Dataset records

——

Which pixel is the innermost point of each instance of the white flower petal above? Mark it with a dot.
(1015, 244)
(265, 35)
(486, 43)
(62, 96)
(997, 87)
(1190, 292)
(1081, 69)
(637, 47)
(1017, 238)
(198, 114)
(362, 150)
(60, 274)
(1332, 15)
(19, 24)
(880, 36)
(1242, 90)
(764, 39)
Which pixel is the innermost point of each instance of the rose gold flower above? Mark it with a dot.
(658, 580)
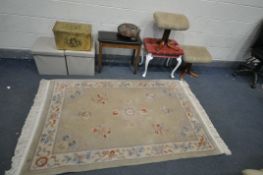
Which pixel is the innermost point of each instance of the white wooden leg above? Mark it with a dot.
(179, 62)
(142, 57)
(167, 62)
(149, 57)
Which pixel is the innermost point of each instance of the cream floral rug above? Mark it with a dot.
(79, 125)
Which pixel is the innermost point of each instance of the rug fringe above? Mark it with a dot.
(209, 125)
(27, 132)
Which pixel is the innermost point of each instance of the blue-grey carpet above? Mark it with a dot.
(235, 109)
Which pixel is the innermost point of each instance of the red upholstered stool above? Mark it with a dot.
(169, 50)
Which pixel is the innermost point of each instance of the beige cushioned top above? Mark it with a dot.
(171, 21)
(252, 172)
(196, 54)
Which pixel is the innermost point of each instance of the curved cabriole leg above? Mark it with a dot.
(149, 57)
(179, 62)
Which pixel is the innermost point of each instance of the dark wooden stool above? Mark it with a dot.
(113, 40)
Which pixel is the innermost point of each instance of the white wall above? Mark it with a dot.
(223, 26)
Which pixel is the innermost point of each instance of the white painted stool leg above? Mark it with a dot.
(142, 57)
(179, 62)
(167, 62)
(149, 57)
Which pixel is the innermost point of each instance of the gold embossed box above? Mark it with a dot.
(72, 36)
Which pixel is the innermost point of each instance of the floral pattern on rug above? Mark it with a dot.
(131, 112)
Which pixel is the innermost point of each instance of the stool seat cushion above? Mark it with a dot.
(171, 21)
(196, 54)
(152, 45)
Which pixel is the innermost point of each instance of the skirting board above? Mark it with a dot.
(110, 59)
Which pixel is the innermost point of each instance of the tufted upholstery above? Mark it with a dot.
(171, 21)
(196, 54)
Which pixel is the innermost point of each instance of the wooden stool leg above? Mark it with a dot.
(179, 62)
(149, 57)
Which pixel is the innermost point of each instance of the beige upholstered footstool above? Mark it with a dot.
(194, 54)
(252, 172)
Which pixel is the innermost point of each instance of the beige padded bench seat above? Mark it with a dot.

——

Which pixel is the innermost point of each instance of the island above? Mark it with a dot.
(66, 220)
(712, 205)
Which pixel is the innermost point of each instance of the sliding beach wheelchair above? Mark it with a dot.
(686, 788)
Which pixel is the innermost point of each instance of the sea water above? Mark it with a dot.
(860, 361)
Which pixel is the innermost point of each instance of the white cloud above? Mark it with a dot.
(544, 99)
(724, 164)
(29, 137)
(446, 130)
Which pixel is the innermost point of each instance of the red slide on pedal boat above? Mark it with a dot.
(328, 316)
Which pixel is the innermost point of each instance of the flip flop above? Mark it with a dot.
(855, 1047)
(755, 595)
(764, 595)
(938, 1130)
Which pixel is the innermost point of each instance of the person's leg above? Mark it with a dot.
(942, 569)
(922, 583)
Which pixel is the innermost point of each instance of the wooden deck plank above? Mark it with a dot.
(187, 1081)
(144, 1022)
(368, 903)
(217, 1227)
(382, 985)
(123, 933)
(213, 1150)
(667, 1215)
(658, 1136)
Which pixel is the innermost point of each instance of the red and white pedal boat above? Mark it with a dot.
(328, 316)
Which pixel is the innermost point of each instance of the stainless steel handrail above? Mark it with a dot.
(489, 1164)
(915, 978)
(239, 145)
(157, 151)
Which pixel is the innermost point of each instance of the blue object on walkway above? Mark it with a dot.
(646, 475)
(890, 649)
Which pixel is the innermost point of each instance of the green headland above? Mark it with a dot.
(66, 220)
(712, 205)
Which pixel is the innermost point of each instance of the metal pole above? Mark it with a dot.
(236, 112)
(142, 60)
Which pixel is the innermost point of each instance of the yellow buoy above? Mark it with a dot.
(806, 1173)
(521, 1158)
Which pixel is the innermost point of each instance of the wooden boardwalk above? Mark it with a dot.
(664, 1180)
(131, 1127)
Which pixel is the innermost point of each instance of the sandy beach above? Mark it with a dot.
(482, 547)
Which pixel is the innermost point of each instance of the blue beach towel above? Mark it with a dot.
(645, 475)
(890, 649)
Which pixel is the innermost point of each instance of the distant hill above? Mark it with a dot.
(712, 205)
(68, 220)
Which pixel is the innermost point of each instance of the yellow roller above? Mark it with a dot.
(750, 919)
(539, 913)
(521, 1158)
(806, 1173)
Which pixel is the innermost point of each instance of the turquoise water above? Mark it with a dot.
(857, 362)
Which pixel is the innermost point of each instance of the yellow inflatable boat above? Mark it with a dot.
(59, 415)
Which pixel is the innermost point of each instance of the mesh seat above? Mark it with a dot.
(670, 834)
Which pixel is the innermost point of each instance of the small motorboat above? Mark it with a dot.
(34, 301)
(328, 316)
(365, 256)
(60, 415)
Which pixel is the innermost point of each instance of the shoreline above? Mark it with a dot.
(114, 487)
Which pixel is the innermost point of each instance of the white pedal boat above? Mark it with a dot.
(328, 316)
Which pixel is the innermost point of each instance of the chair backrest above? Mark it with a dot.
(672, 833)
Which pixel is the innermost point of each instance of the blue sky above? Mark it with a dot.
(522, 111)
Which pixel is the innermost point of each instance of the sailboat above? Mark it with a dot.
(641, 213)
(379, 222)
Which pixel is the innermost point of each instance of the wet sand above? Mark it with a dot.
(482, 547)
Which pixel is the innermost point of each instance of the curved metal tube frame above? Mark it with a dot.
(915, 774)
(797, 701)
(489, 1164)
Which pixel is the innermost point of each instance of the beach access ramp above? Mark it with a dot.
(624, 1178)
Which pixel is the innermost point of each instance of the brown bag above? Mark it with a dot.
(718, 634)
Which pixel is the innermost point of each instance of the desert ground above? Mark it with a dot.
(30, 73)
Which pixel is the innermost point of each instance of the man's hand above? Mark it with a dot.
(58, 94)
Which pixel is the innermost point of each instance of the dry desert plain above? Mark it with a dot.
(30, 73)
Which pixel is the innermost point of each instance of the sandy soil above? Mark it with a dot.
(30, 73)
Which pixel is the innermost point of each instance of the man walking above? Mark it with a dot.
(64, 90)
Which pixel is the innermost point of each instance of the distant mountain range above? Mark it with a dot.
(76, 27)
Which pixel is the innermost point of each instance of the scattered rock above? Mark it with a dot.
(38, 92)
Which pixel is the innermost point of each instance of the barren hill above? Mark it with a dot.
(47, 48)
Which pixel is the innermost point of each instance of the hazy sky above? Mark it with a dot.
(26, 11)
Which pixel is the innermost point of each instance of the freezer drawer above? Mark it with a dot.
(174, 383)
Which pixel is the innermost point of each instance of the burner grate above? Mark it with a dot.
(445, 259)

——

**EXERCISE DESCRIPTION**.
Please write out the material again from the line with "the wooden stool" up to and including the line with "bench seat above? Mark it with a dot.", replacing "beige" with "tan" and leaving everything else unchanged.

**REPLY TO THE EXERCISE**.
Which pixel is the innermost point of each instance of the wooden stool leg above? Mark it with a dot.
(179, 62)
(149, 57)
Which pixel is the innermost point of each instance of the tan upholstered footstool above? Mark it with a dot.
(194, 54)
(252, 172)
Which pixel is the innermost point of each instance of the tan padded bench seat above? Mark it with a dot.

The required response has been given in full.